• _指示事項_: 一覧全体で「Target」を「Label」に置き換え、それ以外は変えずに書き直すこと。画像は答えに含めないこと。

• _保存データ_:
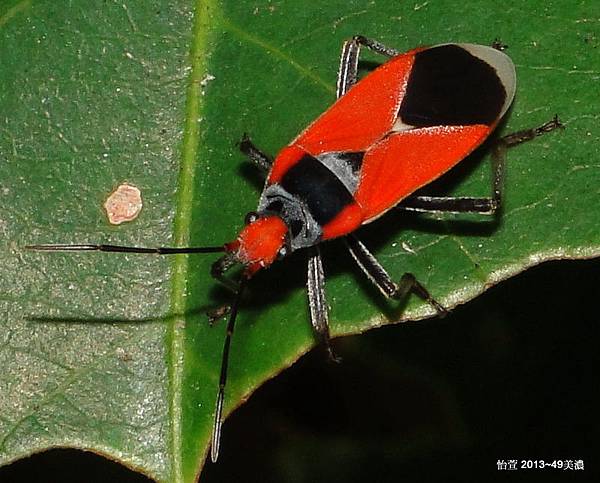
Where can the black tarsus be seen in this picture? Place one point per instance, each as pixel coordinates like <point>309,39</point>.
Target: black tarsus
<point>348,70</point>
<point>255,155</point>
<point>382,280</point>
<point>484,205</point>
<point>218,420</point>
<point>317,302</point>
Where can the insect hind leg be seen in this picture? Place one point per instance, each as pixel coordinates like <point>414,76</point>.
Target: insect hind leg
<point>255,155</point>
<point>382,280</point>
<point>485,205</point>
<point>348,71</point>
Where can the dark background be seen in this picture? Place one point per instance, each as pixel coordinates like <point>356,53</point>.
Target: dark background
<point>511,375</point>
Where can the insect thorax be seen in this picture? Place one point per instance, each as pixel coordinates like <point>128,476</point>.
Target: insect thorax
<point>303,229</point>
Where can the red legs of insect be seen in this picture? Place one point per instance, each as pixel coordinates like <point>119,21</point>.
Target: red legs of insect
<point>381,279</point>
<point>484,205</point>
<point>348,71</point>
<point>317,302</point>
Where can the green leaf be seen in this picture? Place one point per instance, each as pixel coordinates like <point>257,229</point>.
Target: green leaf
<point>112,353</point>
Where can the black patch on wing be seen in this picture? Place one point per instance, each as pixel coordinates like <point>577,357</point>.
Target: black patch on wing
<point>449,86</point>
<point>354,160</point>
<point>320,189</point>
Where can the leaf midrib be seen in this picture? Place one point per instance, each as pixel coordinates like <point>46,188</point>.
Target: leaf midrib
<point>203,12</point>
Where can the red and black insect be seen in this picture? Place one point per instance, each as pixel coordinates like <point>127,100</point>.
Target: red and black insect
<point>399,128</point>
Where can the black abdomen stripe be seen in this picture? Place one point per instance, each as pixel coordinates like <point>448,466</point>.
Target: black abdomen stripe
<point>319,188</point>
<point>450,86</point>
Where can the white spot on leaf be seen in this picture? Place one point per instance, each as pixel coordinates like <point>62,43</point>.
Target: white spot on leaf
<point>123,204</point>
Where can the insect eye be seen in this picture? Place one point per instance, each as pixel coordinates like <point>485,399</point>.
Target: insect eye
<point>251,217</point>
<point>296,227</point>
<point>283,251</point>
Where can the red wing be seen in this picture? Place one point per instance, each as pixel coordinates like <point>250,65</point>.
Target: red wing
<point>405,161</point>
<point>364,114</point>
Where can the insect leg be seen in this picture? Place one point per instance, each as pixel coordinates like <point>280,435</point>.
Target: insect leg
<point>218,421</point>
<point>378,275</point>
<point>317,302</point>
<point>258,158</point>
<point>348,72</point>
<point>484,205</point>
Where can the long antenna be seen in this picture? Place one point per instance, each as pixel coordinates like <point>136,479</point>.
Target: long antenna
<point>123,249</point>
<point>218,422</point>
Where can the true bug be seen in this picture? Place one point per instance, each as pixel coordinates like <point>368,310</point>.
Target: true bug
<point>401,127</point>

• _完全な回答_:
Where can the black tarsus be seen in this picture? Place one point per instance, each as pixel coordinates like <point>309,39</point>.
Label: black tarsus
<point>348,70</point>
<point>255,155</point>
<point>382,280</point>
<point>484,205</point>
<point>218,420</point>
<point>317,302</point>
Where can the insect hind leg be seen in this picture? Place one point per instance, each as pixel coordinates like <point>414,76</point>.
Label: insect hind leg
<point>255,155</point>
<point>382,280</point>
<point>485,205</point>
<point>348,71</point>
Where can the dark background be seen in this picture? Place one point per instance, each as pixel coordinates like <point>356,53</point>.
Label: dark background
<point>511,375</point>
Where can the insect thorax be seen in this picture? Place one point per instance, each as pixel coordinates like <point>128,476</point>.
Label: insect thorax
<point>303,229</point>
Where can the red legs of insect be seen in this picture? Place one point per instance, each as pixel coordinates like <point>119,21</point>.
Label: red legs of insect
<point>381,279</point>
<point>484,205</point>
<point>348,71</point>
<point>317,302</point>
Where can the green leaf be seen in this picture? Place one point per instance, each as pixel coordinates like <point>257,229</point>.
Label: green leaf
<point>112,353</point>
Where can the black patch on wing be seen in this picture? Place one point per instance, each as pixel coordinates like <point>577,357</point>.
Label: black patch on wing
<point>449,86</point>
<point>354,160</point>
<point>320,189</point>
Where can the leaf midrib be seen in this picture? Place one point per instance, each as pixel coordinates like <point>46,188</point>.
Label: leaf midrib
<point>203,12</point>
Where can the red and black insect be seen in this picture? Place one point per instance, each as pixel coordinates like <point>127,100</point>.
Label: red and black insect
<point>399,128</point>
Where can the black abdomen stripe be seen in this picture? Place one point per instance, each as pixel coordinates like <point>448,466</point>.
Label: black abdomen stripe
<point>319,188</point>
<point>450,86</point>
Where can the white spot on leaf be seen in this picture? Place one point per instance, each as pixel coordinates like <point>62,43</point>.
Label: white spot on leaf
<point>123,204</point>
Where can the insect eye be seen in this picture? Place one point per instance, each as pixel coordinates like <point>485,399</point>.
Label: insect eye
<point>251,217</point>
<point>296,227</point>
<point>283,251</point>
Where can the red wing be seen in this picture? Place one point per instance, each as pixel coordinates like <point>250,65</point>.
Label: red wing
<point>405,161</point>
<point>364,114</point>
Where can the insect leg be seen in this picture? Place one point per instance, each as pixel coordinates like <point>280,435</point>.
Label: insect leg
<point>218,421</point>
<point>378,275</point>
<point>317,302</point>
<point>258,158</point>
<point>348,72</point>
<point>484,205</point>
Where can the long antenna be seen in this picture? Place one point per instance, each as pixel coordinates like <point>136,479</point>.
Label: long antenna
<point>123,249</point>
<point>218,422</point>
Where can the true bug be seen in this picture? Place one point per instance, each as pixel coordinates like <point>368,310</point>.
Label: true bug
<point>401,127</point>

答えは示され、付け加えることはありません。